YOUR ASSIGNMENT: Without omitting anything, return the records precisely as given.

Natural language region descriptions
################
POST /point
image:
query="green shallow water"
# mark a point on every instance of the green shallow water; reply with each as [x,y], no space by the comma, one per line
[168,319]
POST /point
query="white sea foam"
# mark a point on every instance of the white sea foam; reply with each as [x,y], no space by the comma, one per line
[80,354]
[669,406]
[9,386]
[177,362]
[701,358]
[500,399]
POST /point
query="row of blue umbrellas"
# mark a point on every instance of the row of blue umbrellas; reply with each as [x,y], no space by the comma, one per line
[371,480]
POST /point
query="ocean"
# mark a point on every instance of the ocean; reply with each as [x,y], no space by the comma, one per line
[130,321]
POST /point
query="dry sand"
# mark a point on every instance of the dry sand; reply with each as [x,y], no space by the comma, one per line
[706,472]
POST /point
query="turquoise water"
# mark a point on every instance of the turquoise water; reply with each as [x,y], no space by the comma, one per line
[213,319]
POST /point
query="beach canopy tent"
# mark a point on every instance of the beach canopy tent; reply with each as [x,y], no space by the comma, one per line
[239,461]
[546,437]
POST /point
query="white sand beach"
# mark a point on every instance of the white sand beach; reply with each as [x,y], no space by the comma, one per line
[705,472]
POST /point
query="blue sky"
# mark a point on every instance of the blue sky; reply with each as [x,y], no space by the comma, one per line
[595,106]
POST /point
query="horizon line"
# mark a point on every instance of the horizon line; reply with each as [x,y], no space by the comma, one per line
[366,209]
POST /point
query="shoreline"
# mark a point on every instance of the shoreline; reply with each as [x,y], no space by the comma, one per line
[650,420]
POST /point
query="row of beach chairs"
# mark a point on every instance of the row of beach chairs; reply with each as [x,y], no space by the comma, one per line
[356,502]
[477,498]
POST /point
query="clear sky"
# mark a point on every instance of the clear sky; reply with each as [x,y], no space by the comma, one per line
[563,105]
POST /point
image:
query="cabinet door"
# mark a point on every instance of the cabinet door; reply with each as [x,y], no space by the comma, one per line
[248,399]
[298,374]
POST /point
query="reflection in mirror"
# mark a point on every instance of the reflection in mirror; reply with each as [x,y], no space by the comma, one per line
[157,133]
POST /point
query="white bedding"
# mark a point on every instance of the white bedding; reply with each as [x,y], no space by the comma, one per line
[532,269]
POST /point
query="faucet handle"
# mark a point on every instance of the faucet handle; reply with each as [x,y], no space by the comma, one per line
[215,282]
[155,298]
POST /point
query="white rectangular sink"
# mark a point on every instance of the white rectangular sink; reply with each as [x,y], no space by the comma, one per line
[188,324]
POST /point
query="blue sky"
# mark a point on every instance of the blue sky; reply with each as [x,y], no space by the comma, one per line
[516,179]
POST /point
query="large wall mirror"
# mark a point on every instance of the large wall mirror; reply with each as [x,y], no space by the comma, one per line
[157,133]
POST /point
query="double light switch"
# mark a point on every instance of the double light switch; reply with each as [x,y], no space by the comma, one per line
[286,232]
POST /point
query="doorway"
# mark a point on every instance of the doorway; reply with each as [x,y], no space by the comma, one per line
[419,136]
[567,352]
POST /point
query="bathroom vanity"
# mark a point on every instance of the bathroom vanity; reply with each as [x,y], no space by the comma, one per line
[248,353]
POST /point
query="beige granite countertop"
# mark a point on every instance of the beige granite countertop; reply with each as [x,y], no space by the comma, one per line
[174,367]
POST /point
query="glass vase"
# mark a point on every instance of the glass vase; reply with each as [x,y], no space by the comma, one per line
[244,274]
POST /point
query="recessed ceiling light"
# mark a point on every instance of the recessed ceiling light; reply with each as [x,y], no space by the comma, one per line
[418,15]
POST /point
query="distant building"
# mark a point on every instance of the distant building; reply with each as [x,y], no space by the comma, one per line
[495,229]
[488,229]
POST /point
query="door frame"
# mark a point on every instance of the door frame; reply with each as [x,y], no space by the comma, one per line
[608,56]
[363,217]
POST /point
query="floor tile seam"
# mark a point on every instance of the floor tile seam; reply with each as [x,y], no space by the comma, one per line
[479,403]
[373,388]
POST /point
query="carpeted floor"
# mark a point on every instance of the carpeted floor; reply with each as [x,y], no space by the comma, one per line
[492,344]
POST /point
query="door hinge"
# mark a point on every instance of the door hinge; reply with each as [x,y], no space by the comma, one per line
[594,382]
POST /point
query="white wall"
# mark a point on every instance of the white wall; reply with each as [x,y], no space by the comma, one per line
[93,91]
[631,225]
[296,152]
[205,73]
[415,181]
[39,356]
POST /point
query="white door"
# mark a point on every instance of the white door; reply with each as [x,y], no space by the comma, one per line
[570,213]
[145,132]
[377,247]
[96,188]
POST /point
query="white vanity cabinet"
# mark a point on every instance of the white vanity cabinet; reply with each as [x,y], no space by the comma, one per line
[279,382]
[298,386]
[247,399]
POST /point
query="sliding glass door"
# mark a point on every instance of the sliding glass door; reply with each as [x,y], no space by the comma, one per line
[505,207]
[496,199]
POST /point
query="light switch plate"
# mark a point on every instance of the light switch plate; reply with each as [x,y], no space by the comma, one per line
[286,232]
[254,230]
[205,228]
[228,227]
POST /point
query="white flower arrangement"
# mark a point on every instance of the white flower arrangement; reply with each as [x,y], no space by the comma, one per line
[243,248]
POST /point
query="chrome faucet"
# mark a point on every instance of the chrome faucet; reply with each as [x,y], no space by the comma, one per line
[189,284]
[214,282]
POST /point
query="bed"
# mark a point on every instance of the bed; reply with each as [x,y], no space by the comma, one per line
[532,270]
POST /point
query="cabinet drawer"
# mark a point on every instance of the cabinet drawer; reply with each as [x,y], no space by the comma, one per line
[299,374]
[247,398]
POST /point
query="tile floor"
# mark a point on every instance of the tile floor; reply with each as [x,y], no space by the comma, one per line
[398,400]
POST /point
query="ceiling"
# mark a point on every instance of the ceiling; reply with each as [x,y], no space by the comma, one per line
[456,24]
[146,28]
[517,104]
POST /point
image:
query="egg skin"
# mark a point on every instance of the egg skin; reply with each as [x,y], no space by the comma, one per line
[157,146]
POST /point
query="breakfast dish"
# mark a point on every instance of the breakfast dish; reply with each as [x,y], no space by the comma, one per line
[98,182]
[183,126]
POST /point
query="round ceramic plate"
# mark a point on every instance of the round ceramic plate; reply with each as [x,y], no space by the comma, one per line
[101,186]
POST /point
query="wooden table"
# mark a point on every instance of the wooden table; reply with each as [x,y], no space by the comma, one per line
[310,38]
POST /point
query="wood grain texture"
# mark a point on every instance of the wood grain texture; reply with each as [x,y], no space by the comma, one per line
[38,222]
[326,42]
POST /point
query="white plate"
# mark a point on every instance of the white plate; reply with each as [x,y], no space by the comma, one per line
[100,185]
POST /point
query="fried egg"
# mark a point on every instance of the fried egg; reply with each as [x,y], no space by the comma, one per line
################
TASK OUTPUT:
POST /point
image:
query="green shallow water"
# mark a point on every instance of the green shallow water; reply with each as [x,y], no space by the comma, one per line
[168,319]
POST /point
query="white sea foam"
# mark a point on every instance of the white sea foam; reply with each as [x,y], no space by the comma, one per line
[80,354]
[669,406]
[9,386]
[177,362]
[701,358]
[500,399]
POST /point
query="row of blue umbrellas"
# mark a point on every instance of the row of blue umbrellas; reply with each as [x,y], no space by the comma, one per line
[371,480]
POST /point
query="ocean"
# mark a point on every instance of the ocean; reply with each as [x,y], no space by the comma, one per line
[130,321]
POST /point
query="dry sand"
# mark a point on every instance of the dry sand; reply with each as [x,y], no space by the comma, one per line
[706,472]
POST /point
query="turquoise water"
# mark a point on every instance of the turquoise water; reply with each as [x,y], no space by the comma, one per line
[213,319]
POST /point
query="beach canopy tent"
# mark a point on every instance of the beach canopy tent; reply with each as [x,y], no space by the comma, one per line
[239,461]
[546,437]
POST /point
query="white sand beach"
# mark a point on every instance of the white sand beach; reply with each as [x,y], no space by the comma, one per line
[705,472]
POST /point
query="blue sky"
# mark a point on every instance of the blue sky; reply with each as [x,y], no space by the comma, one per line
[595,106]
POST /point
query="horizon line"
# mark a point on every instance of the horizon line; reply with each as [x,y], no space by the comma, one per line
[366,209]
POST /point
query="shoreline"
# mark a point on every instance of the shoreline; reply with each as [x,y], no space by the comma, one per line
[650,420]
POST /point
query="row of beach chairs"
# mark a point on every instance of the row of beach chairs; reply with each as [x,y], no space by the comma, one per line
[356,502]
[477,498]
POST /point
query="clear sky"
# mark a point on every instance of the clear sky; reply with each as [x,y], no space by the comma, one per line
[563,105]
POST /point
image:
query="cabinet door"
# mark a point on every instance of the cabinet door; reply with each as [x,y], no space by the comma, one per line
[248,399]
[298,374]
POST /point
query="reflection in mirror"
# mark a point on every instance of the reflection in mirror; reply with each as [x,y], no space by the comma, one per line
[157,133]
POST /point
query="white bedding"
# mark a point on every instance of the white bedding; reply with each as [x,y], no space by the comma, one per line
[532,269]
POST /point
query="faucet handle"
# mark a point on every instance of the faucet handle; reply with each as [x,y], no space by the comma, one per line
[215,282]
[155,298]
POST /point
query="white rectangular sink"
# mark a point on every instance of the white rectangular sink; reply with each as [x,y], no space by the comma, one per line
[188,324]
POST /point
query="blue sky"
# mark a point on every instance of the blue sky; reply with each as [x,y], no space by the comma, one per line
[516,179]
POST /point
query="large wall mirror"
# mark a point on every instance of the large wall mirror; reply with each as [x,y], no space by the comma, one per line
[157,133]
POST /point
query="double light switch"
# mark a point on every instance of the double light switch; reply with each as [x,y], no space by the comma, one per line
[286,232]
POST /point
query="doorway"
# mark a point on every instance of the doorway; reply with each as [x,y], no space by the comma, one per line
[419,136]
[567,352]
POST /point
query="bathroom vanity"
# mark a point on every instance of the bathroom vanity; reply with each as [x,y], no space by the comma, one per line
[248,353]
POST /point
query="beige granite countertop"
# mark a point on every instance of the beige granite countertop; reply with each as [x,y], no space by the comma, one per line
[174,367]
POST /point
query="glass vase"
# mark a point on every instance of the glass vase; reply with each as [x,y], no space by the comma, one per line
[244,274]
POST /point
query="recessed ceiling light"
# mark a point on every instance of the recessed ceiling light; reply with each as [x,y], no space by the comma, one per line
[418,15]
POST /point
query="distant building"
# mark a point on every instance of the distant building; reply with each as [x,y], no space by the comma, one per line
[495,229]
[488,229]
POST /point
query="door frame"
# mark a point on every instance of the door frame; reply with each as [x,y], no space by the comma, one per line
[608,56]
[363,217]
POST /point
query="floor tile seam"
# mark a point on every instance of the floor tile seam; reply with each as [x,y], no space by the comma, one per line
[479,403]
[373,388]
POST /point
query="carpeted floor"
# mark a point on every instance of the carpeted floor; reply with each as [x,y], no space by the comma, one per line
[492,344]
POST /point
query="door hinge"
# mark a point on every instance of the door hinge; reply with each as [x,y], no space by the comma, one per line
[594,382]
POST /point
query="white wall"
# mark a point on every instance of the white wall; reply with each as [x,y], no space by the comma, one per line
[93,91]
[631,225]
[296,152]
[205,73]
[415,181]
[39,356]
POST /point
query="white door"
# mark a point on every instance of the white door; reply with each as [x,y], no space by the comma, one per line
[570,213]
[145,132]
[377,247]
[96,188]
POST /point
query="white vanity cabinet"
# mark a point on every instance of the white vanity cabinet; reply with each as [x,y], no space by the comma, one per line
[279,382]
[298,386]
[247,399]
POST /point
query="sliding glass door"
# mark a point on every instance of the sliding glass door; reply with each as [x,y], no space by the comma, one per line
[505,207]
[496,199]
POST /point
query="light switch plate"
# mark a point on every instance of the light switch plate; reply with each as [x,y], no space by the comma, one per line
[286,232]
[254,230]
[205,228]
[228,227]
POST /point
query="white flower arrangement"
# mark a point on every instance of the white flower arrangement; reply with each as [x,y], no space by the comma, one per line
[243,248]
POST /point
query="chrome faucet"
# mark a point on every instance of the chrome faucet; reply with each as [x,y], no space by the comma, one per line
[189,284]
[214,282]
POST /point
query="bed"
# mark a point on every instance of the bed; reply with each as [x,y], no space by the comma, one per line
[532,270]
POST /point
query="cabinet drawer"
# mark a point on every instance of the cabinet drawer; reply with each as [x,y], no space by the comma, one per line
[299,374]
[247,398]
POST /point
query="tile floor"
# mark a point on every instance of the tile floor; reply with each as [x,y], no space by the comma, one per line
[398,400]
POST /point
query="ceiling"
# mark a point on every instance of the ceiling; reply with each as [x,y], no space by the comma, one per line
[456,24]
[146,28]
[517,104]
POST /point
image:
query="egg skin"
# mark a point on every instance of the egg skin; reply with each as [x,y], no space by the comma, one per line
[157,146]
POST /point
query="breakfast dish"
# mark a point on every instance of the breakfast dish; reply with each as [x,y], no space by the comma, one per line
[98,182]
[183,126]
POST /point
query="round ceramic plate"
# mark a point on every instance of the round ceramic plate; reply with each as [x,y], no space by the comma, one per line
[101,186]
POST /point
query="wooden table"
# mark a point on every instance of the wooden table; reply with each as [x,y], no space by the comma, one per line
[310,38]
POST /point
query="wood grain texture"
# mark a point on every instance of the wood grain texture; reply with each as [x,y], no space by the comma, one per line
[38,222]
[326,42]
POST /point
query="white plate"
# mark a point on every instance of the white plate; reply with each as [x,y], no space by the comma, one per line
[100,185]
POST /point
query="fried egg"
# mark a point on every instance of the fried egg; reply with each as [x,y], no space by the comma, one per line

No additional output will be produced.